§ **WHAT TO PRODUCE**
Count the lines in the items below that contain the word "chandelier", and reply with only that number.

Entries for pointing and labeling
===============

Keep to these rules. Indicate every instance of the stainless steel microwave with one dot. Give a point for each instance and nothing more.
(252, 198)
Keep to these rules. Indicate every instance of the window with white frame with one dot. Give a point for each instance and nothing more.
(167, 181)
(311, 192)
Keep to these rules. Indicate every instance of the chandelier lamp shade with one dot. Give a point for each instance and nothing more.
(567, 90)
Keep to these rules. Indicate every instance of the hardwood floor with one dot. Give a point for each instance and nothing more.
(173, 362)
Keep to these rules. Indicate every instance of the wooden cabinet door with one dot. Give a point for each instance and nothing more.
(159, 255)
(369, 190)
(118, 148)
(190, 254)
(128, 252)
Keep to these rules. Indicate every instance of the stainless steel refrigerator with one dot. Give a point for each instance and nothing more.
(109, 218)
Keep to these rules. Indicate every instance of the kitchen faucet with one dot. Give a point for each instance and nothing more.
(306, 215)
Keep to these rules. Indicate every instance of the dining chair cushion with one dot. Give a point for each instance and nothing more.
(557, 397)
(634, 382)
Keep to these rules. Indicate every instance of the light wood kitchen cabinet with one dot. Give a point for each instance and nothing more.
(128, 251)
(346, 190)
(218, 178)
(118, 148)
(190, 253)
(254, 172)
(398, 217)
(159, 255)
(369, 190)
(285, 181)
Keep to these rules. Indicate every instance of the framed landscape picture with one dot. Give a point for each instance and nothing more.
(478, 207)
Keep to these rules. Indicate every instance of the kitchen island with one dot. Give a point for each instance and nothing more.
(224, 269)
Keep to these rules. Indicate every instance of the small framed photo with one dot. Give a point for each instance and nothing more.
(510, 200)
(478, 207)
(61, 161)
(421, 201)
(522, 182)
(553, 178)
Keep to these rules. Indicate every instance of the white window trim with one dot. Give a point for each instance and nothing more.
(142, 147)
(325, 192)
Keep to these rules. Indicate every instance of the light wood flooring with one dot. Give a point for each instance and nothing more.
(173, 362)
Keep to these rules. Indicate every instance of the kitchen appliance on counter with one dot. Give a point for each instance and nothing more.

===============

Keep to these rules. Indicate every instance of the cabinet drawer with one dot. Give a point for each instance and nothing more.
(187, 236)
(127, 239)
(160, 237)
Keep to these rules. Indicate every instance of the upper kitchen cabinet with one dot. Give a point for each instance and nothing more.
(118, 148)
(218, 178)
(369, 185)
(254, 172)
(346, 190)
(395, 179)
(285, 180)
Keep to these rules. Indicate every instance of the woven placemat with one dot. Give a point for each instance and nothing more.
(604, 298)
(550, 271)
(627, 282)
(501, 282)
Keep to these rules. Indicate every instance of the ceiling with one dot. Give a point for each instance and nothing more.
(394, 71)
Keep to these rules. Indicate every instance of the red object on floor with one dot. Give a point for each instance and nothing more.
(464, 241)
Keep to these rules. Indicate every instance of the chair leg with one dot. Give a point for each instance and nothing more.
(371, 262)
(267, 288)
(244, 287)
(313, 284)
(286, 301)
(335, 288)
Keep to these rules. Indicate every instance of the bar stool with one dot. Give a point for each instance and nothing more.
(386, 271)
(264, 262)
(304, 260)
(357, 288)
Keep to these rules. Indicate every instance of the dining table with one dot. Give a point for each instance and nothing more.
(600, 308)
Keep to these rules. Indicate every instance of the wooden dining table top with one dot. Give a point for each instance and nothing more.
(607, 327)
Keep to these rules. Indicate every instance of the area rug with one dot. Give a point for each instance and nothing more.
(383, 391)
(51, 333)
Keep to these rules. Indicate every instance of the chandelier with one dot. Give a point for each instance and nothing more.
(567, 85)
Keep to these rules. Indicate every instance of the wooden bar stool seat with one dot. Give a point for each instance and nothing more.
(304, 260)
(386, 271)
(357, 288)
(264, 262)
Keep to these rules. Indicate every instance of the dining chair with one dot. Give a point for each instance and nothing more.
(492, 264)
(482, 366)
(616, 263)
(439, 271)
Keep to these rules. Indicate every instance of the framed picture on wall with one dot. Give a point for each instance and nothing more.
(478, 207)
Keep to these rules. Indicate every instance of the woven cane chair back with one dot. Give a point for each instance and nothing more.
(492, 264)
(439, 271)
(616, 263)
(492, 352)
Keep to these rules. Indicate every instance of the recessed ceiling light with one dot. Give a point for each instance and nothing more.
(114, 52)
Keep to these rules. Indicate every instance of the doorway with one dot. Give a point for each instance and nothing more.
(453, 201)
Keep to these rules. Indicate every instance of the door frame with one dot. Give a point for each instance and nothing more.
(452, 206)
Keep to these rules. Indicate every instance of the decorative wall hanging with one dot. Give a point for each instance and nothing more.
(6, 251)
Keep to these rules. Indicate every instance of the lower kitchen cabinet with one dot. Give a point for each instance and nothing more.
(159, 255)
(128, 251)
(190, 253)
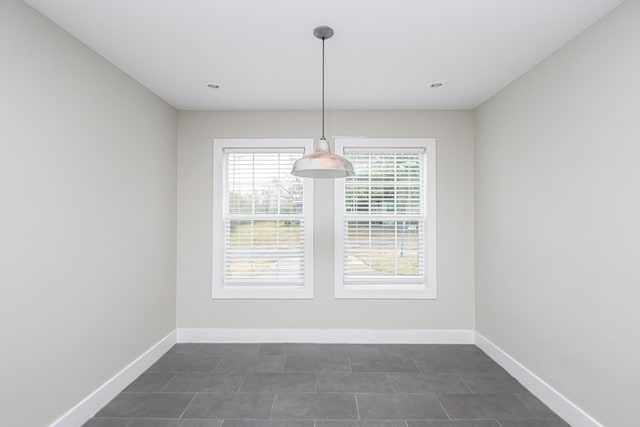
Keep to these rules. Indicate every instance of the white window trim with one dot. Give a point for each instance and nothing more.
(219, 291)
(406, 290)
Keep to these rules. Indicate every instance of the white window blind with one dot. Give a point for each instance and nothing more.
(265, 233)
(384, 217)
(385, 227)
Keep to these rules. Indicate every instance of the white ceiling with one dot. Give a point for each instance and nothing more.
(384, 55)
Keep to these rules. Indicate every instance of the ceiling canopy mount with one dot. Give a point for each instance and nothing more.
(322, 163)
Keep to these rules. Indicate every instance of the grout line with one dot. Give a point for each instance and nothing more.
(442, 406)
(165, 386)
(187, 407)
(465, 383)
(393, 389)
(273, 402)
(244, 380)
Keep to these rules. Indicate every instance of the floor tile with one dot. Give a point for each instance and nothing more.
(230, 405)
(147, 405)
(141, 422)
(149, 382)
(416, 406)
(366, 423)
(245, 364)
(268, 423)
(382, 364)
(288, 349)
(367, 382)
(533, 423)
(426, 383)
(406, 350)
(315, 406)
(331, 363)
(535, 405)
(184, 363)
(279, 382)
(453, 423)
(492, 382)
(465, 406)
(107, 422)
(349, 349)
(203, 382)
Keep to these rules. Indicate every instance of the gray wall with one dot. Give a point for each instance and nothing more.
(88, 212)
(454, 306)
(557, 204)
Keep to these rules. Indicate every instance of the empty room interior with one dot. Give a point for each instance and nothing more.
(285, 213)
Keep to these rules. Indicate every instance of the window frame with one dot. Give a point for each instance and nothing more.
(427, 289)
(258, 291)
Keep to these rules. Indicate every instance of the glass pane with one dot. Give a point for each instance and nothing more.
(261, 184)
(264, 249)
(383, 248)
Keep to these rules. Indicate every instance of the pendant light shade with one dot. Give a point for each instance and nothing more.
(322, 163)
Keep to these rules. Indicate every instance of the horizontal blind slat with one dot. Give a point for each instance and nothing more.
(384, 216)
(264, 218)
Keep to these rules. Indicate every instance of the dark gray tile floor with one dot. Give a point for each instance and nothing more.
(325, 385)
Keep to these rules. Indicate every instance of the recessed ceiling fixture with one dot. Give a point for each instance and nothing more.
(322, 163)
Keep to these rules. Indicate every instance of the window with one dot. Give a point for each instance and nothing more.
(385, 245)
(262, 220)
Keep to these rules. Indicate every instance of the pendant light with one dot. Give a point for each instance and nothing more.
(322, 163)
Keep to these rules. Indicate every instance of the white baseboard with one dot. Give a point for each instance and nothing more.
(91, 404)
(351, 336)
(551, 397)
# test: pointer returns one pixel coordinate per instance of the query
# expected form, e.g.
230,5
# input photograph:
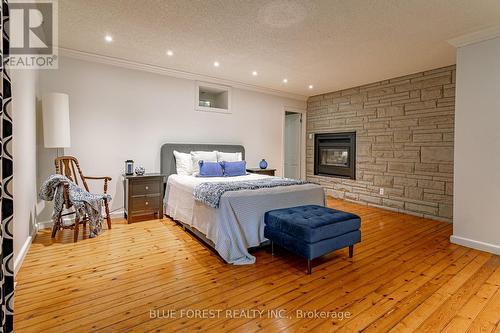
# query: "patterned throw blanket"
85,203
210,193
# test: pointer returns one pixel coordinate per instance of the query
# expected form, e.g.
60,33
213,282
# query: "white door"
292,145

===============

§ **THE COMPLETED TASK**
2